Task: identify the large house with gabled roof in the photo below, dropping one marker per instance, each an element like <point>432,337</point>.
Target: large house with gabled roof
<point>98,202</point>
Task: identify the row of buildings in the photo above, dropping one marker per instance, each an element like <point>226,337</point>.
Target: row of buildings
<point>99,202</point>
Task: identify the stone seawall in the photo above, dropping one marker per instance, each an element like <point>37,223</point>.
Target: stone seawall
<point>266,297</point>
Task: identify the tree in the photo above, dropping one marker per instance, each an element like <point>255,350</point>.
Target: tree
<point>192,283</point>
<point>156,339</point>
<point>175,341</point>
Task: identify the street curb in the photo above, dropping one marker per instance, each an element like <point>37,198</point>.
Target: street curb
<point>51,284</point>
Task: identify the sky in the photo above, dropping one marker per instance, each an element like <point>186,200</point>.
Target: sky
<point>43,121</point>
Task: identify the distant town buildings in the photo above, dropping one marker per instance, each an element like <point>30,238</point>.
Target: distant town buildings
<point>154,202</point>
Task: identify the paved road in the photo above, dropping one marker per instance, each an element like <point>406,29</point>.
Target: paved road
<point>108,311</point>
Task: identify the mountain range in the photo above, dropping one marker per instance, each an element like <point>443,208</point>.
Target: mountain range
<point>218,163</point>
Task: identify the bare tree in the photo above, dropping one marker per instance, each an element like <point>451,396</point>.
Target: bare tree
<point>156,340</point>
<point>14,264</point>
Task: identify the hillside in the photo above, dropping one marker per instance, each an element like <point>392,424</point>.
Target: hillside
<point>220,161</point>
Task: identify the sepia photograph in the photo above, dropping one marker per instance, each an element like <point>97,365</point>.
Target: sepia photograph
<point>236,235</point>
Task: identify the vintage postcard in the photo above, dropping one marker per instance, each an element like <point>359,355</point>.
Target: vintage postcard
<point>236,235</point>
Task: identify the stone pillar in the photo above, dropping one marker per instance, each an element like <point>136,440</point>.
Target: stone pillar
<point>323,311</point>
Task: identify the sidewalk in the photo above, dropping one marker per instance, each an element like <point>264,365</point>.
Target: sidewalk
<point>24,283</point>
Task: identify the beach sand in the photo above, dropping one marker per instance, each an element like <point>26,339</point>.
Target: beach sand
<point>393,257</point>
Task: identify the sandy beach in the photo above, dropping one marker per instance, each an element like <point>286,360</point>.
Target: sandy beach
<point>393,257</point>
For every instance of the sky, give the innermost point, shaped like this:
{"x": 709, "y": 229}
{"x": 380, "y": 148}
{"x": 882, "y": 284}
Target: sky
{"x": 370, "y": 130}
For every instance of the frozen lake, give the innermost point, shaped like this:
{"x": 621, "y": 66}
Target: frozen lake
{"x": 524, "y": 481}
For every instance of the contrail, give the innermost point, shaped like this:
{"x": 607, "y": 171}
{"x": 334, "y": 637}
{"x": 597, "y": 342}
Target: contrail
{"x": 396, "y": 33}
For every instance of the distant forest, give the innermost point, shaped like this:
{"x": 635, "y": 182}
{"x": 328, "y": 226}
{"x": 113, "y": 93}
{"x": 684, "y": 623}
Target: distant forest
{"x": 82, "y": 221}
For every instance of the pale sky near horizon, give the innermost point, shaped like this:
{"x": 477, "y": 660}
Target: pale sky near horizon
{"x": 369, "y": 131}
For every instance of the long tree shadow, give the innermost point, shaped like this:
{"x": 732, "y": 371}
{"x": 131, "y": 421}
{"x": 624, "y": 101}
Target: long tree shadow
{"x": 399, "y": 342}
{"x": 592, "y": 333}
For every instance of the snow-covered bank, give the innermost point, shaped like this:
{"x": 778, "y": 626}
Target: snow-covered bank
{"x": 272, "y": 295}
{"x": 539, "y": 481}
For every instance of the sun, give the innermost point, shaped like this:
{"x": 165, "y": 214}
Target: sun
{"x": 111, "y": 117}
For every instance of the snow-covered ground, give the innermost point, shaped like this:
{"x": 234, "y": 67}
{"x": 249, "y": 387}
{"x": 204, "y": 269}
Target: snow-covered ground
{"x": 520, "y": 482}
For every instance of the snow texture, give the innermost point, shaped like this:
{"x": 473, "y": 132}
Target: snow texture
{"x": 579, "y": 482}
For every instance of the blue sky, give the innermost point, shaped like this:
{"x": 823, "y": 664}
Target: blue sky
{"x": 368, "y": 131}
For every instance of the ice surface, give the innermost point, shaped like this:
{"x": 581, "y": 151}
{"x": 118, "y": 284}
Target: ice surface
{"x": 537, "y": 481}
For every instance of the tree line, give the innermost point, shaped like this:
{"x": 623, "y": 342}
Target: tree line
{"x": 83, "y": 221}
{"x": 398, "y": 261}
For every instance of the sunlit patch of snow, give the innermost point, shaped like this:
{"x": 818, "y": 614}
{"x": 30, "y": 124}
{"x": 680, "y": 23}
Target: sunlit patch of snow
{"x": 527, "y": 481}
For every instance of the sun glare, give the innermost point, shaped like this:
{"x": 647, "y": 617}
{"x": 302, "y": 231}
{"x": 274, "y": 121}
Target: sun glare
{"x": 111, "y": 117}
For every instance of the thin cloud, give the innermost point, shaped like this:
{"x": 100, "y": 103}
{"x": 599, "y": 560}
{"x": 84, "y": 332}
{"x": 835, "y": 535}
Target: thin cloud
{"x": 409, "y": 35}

• • •

▶ _ACTION ITEM_: Quote the data above verbatim from its first line to the line that includes "Task: identify the tree", with both boundary lines retained.

▶ _REPLY TO THE EXERCISE_:
Task: identify the large house with gabled roof in the photo below, dropping one marker per instance, each an element like <point>432,337</point>.
Target: large house with gabled roof
<point>98,202</point>
Task: identify the row of buildings in the photo above, dropping one marker per instance, each an element like <point>226,337</point>.
Target: row of buildings
<point>99,202</point>
Task: identify the stone seawall in the photo above, dropping one marker per instance, each an element like <point>37,223</point>.
Target: stone seawall
<point>266,297</point>
Task: identify the tree in the photo above, dropping one marker per instance, each an element like <point>255,350</point>.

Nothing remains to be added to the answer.